Stated goal a: Which lines of the records contain the string "lawn"? Copy out each of them. Case matters.

Passage provided:
_ _ _ _
Come, Holy Spirit: Sermons (by Karl Barth), a Review

Book: Come, Holy Spirit: Sermons by Karl Barth and Eduard Thurneysen (Amazon link)

Publisher: Wipf and Stock Publishers, 2009 (Publisher link)

I have a soft spot for reading Karl Barth’s sermons. This is now the fourth collection I’ve read; and while I can’t say it was my favorite (Deliverance to the Captives earns that honor), this book is a fascinating and insightful look into Barth’s early preaching and thinking.

There is an attractive liveliness in Barth’s early work, and this collection is no exception. The translators introduction highlights this well: “These sermons simply proclaim God, but not as a static absolute far removed from the world, not as an immanent essence entangled with the world; they preach the good news of God ‘in action,’ of a living person who is wholly other than the world and yet Creator, Upholder of the universe, Savior and Sanctifier of men…” 1

These sermons were preached shortly after The Epistle to the Romans had its famously devastating effect upon the theological world. It should be no surprise then to learn that these sermons echo many of Barth’s famous remarks in Romans, such as the wholly-otherness of God and the “infinite qualitative distinction” between God and mankind.

This collection, we could say, is the “preached edition” of Barth’s Romans; many of those same themes are here preached in a pastoral manner.

Therefore, we read statements which devastate all our attempts to know God with ourselves at the center of that knowledge, such as this:

It is possible that whenever we utter the word ‘God’ we think of something high, great and beautiful, as a goal or ideal which we have set for ourselves. But fundamentally that would be a weighing of ourselves by ourselves; we ourselves would be our own judges and emancipate or condemn ourselves. But God dwells in a light which no man can approach. Even the highest which we think about Him when measured by His true self is still an illusion. He himself is God. He alone knows it. 2

Barth’s theology is best understood within the context Barth wanted it to be understood in, and in this case that is the context of preaching. I think it would be of great benefit for new readers of Barth’s Romans to also pick up this volume to read alongside it; here Barth the preacher is on full display.
_ _ _ _
Stated goal b: Can you reproduce the review of Barth's sermons above word for word, from start to finish?
_ _ _ _
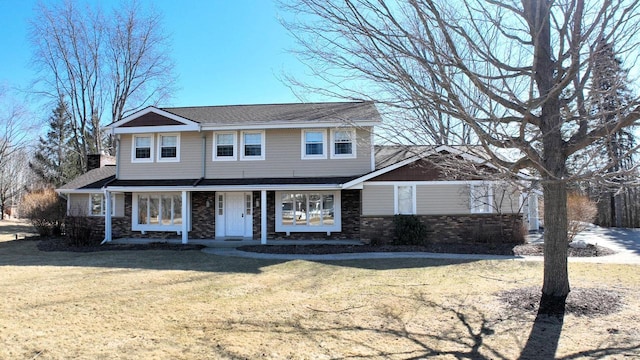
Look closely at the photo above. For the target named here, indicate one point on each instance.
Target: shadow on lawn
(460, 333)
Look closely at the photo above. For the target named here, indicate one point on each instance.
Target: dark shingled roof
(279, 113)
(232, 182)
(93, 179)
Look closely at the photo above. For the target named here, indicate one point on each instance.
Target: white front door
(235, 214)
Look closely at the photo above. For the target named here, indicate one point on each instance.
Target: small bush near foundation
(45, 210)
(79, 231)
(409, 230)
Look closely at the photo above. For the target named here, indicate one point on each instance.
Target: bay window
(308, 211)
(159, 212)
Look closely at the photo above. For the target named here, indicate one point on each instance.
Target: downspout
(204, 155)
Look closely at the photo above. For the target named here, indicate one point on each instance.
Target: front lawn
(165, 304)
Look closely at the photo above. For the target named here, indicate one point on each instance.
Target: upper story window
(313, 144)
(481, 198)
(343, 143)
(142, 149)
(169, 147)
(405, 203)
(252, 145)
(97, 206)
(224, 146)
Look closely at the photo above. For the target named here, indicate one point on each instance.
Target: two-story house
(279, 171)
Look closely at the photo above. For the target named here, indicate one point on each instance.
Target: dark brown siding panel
_ _ _ _
Exercise result a:
Target: shadow on lawn
Target: front lawn

Exercise result b:
Come, Holy Spirit: Sermons (by Karl Barth), a Review

Book: Come, Holy Spirit: Sermons by Karl Barth and Eduard Thurneysen (Amazon link)

Publisher: Wipf and Stock Publishers, 2009 (Publisher link)

I have a soft spot for reading Karl Barth’s sermons. This is now the fourth collection I’ve read; and while I can’t say it was my favorite (Deliverance to the Captives earns that honor), this book is a fascinating and insightful look into Barth’s early preaching and thinking.

There is an attractive liveliness in Barth’s early work, and this collection is no exception. The translators introduction highlights this well: “These sermons simply proclaim God, but not as a static absolute far removed from the world, not as an immanent essence entangled with the world; they preach the good news of God ‘in action,’ of a living person who is wholly other than the world and yet Creator, Upholder of the universe, Savior and Sanctifier of men…” 1

These sermons were preached shortly after The Epistle to the Romans had its famously devastating effect upon the theological world. It should be no surprise then to learn that these sermons echo many of Barth’s famous remarks in Romans, such as the wholly-otherness of God and the “infinite qualitative distinction” between God and mankind.

This collection, we could say, is the “preached edition” of Barth’s Romans; many of those same themes are here preached in a pastoral manner.

Therefore, we read statements which devastate all our attempts to know God with ourselves at the center of that knowledge, such as this:

It is possible that whenever we utter the word ‘God’ we think of something high, great and beautiful, as a goal or ideal which we have set for ourselves. But fundamentally that would be a weighing of ourselves by ourselves; we ourselves would be our own judges and emancipate or condemn ourselves. But God dwells in a light which no man can approach. Even the highest which we think about Him when measured by His true self is still an illusion. He himself is God. He alone knows it. 2

Barth’s theology is best understood within the context Barth wanted it to be understood in, and in this case that is the context of preaching. I think it would be of great benefit for new readers of Barth’s Romans to also pick up this volume to read alongside it; here Barth the preacher is on full display.